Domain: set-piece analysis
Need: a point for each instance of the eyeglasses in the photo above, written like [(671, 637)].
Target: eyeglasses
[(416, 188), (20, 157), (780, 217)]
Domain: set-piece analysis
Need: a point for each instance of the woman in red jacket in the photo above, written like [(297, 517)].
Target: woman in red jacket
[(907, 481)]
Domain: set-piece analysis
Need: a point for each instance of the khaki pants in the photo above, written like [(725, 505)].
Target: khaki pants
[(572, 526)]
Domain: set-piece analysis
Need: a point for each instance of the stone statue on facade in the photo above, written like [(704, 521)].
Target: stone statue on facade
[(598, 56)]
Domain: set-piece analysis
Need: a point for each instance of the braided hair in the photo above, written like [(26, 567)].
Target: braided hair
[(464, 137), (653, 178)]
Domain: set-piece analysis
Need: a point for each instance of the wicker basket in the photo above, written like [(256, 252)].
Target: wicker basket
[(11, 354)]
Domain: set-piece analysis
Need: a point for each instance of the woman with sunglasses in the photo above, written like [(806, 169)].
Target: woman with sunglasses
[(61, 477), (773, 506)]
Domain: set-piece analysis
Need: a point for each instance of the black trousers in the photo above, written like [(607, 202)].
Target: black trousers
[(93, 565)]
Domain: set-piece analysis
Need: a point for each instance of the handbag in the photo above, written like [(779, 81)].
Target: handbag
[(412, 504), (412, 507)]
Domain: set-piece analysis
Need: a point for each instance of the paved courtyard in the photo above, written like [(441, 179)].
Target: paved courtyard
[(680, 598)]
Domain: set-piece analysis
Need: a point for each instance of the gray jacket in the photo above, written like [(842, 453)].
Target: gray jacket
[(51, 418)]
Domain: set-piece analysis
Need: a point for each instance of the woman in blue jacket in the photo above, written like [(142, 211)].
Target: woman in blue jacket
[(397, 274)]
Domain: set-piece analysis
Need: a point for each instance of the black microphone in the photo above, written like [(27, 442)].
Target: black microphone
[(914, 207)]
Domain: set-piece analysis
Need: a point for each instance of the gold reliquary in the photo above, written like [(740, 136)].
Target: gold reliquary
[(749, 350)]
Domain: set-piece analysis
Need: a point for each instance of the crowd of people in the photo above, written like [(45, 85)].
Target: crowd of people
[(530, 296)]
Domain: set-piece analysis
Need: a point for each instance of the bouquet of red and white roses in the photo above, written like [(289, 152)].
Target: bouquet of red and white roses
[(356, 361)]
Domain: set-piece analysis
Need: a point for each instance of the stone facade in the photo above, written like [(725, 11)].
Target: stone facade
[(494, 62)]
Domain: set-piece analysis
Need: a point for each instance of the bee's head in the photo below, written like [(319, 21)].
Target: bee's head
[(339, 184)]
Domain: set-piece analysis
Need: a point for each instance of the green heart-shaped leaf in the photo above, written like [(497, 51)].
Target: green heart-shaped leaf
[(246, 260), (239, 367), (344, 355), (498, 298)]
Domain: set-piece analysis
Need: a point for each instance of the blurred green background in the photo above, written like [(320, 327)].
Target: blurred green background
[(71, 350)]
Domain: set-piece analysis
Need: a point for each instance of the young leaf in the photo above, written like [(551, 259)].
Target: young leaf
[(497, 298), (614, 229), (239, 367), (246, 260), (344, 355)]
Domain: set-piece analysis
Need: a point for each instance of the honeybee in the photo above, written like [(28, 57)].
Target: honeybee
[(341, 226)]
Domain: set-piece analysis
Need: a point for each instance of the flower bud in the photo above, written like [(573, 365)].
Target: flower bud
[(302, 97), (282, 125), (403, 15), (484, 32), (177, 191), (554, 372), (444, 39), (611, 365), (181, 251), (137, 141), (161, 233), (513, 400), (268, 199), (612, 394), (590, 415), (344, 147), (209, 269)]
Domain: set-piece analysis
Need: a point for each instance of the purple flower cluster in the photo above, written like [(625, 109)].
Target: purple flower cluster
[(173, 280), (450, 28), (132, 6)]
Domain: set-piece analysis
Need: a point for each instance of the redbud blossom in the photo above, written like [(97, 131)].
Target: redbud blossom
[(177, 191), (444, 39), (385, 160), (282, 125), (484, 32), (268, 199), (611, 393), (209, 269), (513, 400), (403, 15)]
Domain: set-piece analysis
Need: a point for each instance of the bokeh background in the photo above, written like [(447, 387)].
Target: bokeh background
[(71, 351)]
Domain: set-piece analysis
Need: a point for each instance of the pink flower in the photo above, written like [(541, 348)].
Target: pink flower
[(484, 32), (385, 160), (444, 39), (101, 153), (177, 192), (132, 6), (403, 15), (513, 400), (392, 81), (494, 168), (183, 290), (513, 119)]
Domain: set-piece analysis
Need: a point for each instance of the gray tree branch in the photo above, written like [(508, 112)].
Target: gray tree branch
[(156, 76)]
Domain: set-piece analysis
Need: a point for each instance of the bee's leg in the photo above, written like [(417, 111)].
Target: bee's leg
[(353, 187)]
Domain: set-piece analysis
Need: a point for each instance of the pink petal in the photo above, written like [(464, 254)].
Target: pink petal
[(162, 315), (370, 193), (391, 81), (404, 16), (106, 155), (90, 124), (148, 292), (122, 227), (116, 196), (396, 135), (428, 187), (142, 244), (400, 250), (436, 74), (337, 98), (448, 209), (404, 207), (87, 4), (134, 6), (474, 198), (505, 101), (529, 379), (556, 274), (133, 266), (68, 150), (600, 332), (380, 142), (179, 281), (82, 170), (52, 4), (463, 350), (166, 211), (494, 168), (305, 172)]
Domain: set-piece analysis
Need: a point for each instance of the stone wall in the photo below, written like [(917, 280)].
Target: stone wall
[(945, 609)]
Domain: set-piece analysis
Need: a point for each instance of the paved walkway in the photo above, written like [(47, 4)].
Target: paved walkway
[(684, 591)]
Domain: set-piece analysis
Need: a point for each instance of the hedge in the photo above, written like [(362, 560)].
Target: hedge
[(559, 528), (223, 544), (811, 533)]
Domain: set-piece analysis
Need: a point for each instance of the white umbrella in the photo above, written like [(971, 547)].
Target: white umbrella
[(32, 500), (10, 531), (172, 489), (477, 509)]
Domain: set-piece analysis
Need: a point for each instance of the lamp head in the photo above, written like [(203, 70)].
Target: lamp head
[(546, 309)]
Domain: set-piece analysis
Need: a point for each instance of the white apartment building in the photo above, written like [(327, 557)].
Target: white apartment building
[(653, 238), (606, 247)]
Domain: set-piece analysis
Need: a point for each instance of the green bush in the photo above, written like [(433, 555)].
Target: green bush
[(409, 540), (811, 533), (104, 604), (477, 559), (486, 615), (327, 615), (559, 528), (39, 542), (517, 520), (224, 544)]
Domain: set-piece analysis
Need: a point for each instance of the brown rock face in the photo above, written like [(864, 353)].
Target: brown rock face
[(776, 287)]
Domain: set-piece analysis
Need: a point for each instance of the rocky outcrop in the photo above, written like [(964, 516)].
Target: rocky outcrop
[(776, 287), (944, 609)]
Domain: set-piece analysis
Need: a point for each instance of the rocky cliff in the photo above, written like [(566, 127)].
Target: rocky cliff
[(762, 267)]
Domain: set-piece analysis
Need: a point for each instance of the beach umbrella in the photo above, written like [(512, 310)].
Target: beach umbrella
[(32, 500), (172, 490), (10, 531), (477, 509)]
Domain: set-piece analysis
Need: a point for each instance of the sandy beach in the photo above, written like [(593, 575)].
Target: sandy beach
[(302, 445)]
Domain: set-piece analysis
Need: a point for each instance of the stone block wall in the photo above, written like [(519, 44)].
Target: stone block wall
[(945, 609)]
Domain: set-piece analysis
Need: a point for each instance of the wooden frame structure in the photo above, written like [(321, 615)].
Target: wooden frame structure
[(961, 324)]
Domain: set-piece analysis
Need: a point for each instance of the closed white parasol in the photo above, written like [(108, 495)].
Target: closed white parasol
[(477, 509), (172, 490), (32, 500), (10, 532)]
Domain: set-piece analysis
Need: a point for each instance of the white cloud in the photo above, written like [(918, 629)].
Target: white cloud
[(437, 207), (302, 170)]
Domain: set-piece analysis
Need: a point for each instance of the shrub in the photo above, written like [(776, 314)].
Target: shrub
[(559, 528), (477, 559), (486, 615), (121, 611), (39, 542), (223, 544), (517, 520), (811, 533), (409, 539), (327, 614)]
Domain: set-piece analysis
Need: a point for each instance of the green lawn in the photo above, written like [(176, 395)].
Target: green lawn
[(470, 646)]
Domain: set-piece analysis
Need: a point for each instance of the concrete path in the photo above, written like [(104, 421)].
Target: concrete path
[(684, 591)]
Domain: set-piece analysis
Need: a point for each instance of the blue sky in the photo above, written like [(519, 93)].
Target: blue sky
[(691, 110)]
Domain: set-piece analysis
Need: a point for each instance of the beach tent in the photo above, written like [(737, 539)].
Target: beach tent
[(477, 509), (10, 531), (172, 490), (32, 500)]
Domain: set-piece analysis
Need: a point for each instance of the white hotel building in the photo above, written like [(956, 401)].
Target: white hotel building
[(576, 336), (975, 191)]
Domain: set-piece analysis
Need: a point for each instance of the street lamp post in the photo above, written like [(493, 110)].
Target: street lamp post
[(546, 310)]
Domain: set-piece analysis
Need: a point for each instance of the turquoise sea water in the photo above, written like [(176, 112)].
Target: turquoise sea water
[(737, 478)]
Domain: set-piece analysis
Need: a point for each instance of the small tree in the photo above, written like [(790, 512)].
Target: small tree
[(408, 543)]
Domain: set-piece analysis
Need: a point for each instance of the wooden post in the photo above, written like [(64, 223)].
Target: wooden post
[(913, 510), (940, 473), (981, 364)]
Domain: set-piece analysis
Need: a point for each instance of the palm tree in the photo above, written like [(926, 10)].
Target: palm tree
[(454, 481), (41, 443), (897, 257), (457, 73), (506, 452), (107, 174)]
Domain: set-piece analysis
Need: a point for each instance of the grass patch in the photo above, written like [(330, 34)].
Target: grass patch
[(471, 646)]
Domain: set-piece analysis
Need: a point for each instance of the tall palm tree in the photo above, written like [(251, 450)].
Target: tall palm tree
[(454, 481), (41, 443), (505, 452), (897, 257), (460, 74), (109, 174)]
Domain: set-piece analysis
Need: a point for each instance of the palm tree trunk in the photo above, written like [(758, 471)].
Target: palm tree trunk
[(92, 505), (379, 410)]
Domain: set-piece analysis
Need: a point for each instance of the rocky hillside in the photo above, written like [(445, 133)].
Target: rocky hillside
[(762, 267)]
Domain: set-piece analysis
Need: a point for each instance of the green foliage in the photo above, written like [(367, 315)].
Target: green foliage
····················
● Brief:
Gather every line of the rows above that contains the string "shaped". Treat uppercase and lowercase letters as different when matching.

● Solution for this problem:
Need: a point for each instance of the green heart-shaped leaf in the photo above, written like [(497, 51)].
Target: green heart-shaped leaf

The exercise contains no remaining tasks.